▸ TASKS AND EXERCISES
a - According to the Paul Davies interview below, at which college does Davies teach?
b - Please pick up the Paul Davies interview below and continue it from its last line.

▸ TEXT SECTION
+---+

Archive for the ‘musician’ Category

Paul Davies

Sunday, March 10th, 2013

Composer, music educator, and concert pianist Paul Davies recently completed his first full length opera based on the life of Charlotte of Belgium who was Empress Carlota of Mexico during the period in Mexican history known as the French Intervention.

Davies received a Ph.D in music from the University of California at San Diego. He currently teaches composition, music appreciation, music theory, and a course on the Beatles at Foothill College in Los Altos Hills, California. Davies has also appeared as soloist with the Foothill Wind Ensemble, the Winchester Orchestra, and the South Valley Symphony.

Paul Davies at the piano

Whirligig: You recently completed the writing of an opera, Carlota. What inspired you to write an opera?

+---+

▸ INFORMATION SHOWN
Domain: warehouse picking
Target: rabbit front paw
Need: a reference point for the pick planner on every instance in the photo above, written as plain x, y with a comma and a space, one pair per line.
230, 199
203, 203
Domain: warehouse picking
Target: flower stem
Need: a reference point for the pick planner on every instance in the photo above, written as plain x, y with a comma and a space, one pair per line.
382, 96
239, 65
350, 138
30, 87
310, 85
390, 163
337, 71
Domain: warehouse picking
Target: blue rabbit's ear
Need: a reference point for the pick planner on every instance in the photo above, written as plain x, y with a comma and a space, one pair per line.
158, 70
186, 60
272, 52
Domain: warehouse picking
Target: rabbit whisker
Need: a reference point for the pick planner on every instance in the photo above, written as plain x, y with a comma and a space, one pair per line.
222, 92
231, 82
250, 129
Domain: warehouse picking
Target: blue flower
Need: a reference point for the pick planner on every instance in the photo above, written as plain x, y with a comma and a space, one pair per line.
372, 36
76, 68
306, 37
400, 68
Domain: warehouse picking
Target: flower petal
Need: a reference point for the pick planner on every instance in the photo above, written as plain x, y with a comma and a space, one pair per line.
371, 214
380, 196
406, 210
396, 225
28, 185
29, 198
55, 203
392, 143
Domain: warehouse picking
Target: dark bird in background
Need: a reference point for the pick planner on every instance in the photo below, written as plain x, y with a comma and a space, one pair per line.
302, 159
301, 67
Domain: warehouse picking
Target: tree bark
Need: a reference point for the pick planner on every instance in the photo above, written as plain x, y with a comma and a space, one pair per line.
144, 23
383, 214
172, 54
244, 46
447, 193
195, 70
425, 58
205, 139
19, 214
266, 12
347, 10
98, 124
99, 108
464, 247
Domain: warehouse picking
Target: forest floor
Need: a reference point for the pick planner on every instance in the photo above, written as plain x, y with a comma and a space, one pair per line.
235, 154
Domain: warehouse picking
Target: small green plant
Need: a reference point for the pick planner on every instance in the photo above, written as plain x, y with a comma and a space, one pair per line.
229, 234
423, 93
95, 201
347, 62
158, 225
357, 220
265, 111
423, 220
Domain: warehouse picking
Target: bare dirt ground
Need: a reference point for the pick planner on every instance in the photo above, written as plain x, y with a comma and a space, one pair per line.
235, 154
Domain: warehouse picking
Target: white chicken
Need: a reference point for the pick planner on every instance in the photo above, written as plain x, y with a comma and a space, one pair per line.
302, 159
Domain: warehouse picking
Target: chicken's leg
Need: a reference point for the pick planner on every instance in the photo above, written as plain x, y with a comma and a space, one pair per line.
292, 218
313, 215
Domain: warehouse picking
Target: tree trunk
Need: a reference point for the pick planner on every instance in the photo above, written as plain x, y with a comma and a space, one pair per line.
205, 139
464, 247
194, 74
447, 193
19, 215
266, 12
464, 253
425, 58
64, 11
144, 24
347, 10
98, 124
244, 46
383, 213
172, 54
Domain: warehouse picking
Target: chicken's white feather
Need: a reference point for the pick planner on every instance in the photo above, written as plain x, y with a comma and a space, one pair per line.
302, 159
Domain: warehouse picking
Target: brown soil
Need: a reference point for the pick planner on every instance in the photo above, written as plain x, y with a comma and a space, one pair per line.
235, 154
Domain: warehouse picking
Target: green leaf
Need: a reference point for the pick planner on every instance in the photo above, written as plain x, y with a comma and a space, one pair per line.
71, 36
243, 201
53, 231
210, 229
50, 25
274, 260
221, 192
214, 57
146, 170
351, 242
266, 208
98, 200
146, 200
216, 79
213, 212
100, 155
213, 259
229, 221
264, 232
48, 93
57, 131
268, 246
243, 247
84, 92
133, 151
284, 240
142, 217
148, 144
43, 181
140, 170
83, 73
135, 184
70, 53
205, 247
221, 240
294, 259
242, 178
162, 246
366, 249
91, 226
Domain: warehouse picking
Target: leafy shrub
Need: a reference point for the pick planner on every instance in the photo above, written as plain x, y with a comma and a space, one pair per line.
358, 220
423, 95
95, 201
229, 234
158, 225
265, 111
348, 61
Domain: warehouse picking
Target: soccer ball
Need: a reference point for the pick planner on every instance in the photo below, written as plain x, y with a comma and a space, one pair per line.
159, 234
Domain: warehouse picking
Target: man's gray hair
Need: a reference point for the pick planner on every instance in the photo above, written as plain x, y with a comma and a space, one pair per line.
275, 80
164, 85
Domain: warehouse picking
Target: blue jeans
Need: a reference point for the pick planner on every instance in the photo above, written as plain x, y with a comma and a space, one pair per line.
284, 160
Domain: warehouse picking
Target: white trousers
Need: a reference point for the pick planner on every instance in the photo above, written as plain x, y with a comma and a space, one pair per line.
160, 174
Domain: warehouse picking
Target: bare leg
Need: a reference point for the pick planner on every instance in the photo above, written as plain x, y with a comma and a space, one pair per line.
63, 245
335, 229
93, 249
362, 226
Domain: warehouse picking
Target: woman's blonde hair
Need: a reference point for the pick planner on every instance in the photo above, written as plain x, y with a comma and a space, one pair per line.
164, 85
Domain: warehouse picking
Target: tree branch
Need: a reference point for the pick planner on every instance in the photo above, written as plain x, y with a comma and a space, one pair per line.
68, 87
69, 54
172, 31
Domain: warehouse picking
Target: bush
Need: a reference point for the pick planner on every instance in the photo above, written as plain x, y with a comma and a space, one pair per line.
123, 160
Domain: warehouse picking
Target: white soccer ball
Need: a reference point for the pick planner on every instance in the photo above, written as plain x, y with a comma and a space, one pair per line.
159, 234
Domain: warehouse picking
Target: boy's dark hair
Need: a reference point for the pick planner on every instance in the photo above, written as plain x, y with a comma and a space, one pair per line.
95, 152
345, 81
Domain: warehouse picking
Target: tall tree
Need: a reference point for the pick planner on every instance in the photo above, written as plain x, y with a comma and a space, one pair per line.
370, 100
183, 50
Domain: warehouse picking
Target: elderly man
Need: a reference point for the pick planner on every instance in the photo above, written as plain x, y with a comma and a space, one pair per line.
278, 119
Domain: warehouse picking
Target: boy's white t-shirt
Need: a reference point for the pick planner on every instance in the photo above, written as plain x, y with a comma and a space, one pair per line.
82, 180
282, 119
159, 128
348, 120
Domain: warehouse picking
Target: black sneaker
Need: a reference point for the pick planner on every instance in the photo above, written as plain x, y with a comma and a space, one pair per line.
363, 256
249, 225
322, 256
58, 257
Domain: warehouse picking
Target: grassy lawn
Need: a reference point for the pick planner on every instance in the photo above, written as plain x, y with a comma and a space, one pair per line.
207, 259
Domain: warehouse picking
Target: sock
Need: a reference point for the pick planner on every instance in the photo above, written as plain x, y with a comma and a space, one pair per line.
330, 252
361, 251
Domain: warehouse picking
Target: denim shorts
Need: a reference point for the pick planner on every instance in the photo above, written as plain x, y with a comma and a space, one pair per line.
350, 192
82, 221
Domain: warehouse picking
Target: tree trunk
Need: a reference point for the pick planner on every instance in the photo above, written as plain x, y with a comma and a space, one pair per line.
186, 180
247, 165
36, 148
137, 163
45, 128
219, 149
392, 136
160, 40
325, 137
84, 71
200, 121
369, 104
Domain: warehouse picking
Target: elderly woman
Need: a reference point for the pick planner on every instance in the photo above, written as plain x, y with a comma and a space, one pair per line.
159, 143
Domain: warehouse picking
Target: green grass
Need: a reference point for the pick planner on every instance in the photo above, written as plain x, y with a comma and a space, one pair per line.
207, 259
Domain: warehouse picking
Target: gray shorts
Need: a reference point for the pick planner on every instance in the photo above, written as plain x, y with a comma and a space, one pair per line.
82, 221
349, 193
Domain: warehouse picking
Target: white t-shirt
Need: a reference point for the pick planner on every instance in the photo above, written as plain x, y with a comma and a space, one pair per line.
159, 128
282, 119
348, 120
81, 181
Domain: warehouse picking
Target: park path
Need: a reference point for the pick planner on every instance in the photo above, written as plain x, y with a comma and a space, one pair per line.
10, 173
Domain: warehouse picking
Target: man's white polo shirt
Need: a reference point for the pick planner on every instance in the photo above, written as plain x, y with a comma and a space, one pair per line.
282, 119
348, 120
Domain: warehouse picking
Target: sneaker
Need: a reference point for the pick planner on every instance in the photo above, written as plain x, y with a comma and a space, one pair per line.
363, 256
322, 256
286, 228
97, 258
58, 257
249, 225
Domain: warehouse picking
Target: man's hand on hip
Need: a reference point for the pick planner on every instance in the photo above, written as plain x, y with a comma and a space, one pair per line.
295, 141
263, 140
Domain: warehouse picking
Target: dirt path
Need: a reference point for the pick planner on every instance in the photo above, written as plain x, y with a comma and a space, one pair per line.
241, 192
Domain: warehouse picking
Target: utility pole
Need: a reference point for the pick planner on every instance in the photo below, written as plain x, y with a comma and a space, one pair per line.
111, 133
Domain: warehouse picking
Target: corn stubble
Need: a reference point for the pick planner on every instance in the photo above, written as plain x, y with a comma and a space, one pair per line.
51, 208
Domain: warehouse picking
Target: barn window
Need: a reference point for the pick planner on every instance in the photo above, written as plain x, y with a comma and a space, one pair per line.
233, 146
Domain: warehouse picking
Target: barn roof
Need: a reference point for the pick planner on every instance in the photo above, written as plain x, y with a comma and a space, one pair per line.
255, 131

+---+

▸ TASK RESULTS
a - Foothill College in Los Altos Hills, California.

b -
Paul: I had been invited to give a talk about my music and present a new composition, an instrumental ensemble piece, at the Ernest Bloch New Music Festival in Newport, Oregon, in July of 1999. I was at one of the festival concerts where another composer premiered a new chamber opera of his when the idea of doing an opera myself flew into my head. I had been thinking of the tragedy of Empress Carlota for quite a few years before this, but never with the idea of doing an opera on the subject.

I suppose another impetus was that I’ve always been fascinated by history and of the possibility of traveling back in time. So doing an opera on Carlota is the closest I’ll ever get to time-travel, so to speak. I realized that my research would involve reading every major book on the subject I could get my hands on and also traveling to Mexico City to visit Chapultepec Castle, where Carlota and the Emperor Maximilian lived during their short reign. I very much looked forward to this.

Whirligig: What path did your research for this project take you on?

Paul: Since I was intent on doing the text myself, I spent a lot of time researching how to do a good libretto, and I also consulted with two dramaturges who gave me much invaluable advice. I analyzed quite a few librettos to gain further insight. Also, I came across very interesting photographs of the time period. I remember being at the library of San Diego State University and finding a photograph of the moment Maximilian and Carlota enter Mexico City in June of 1864.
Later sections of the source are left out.